To be done »
Turn every line of the material below into a numbered list, skipping any blank lines.

[Records of labeled points]
══════

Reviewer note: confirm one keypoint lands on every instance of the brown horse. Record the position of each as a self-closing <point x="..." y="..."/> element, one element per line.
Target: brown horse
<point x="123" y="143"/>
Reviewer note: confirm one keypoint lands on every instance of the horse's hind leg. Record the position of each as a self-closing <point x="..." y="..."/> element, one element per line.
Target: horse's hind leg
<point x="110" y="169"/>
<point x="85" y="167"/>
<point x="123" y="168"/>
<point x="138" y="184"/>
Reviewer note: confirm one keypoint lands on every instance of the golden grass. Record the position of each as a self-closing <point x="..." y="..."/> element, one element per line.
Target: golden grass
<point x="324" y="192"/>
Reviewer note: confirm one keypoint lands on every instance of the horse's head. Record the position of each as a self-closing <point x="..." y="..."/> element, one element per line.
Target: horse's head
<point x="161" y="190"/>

══════

Solution for this task »
1. Reviewer note: confirm one keypoint lands on every instance of the brown horse. Record the position of each as a self-closing <point x="..." y="..."/> element, one element per line.
2. Target: brown horse
3. <point x="123" y="143"/>
4. Reviewer note: confirm one keypoint lands on every instance of the horse's hind leg. Record the position of each as a self-closing <point x="..." y="..."/> element, one element per line.
5. Target: horse's hind leg
6. <point x="110" y="169"/>
7. <point x="85" y="167"/>
8. <point x="123" y="168"/>
9. <point x="138" y="184"/>
10. Reviewer note: confirm one keypoint lands on every instance of the golden grass. Record the position of each as a self-closing <point x="..." y="..."/> element, one element per line.
11. Target: golden grass
12. <point x="324" y="192"/>
13. Reviewer note: confirm one keypoint lands on every instance of the horse's head. Record the position of each as a self-closing <point x="..." y="..."/> element, one element per line.
14. Target: horse's head
15. <point x="161" y="190"/>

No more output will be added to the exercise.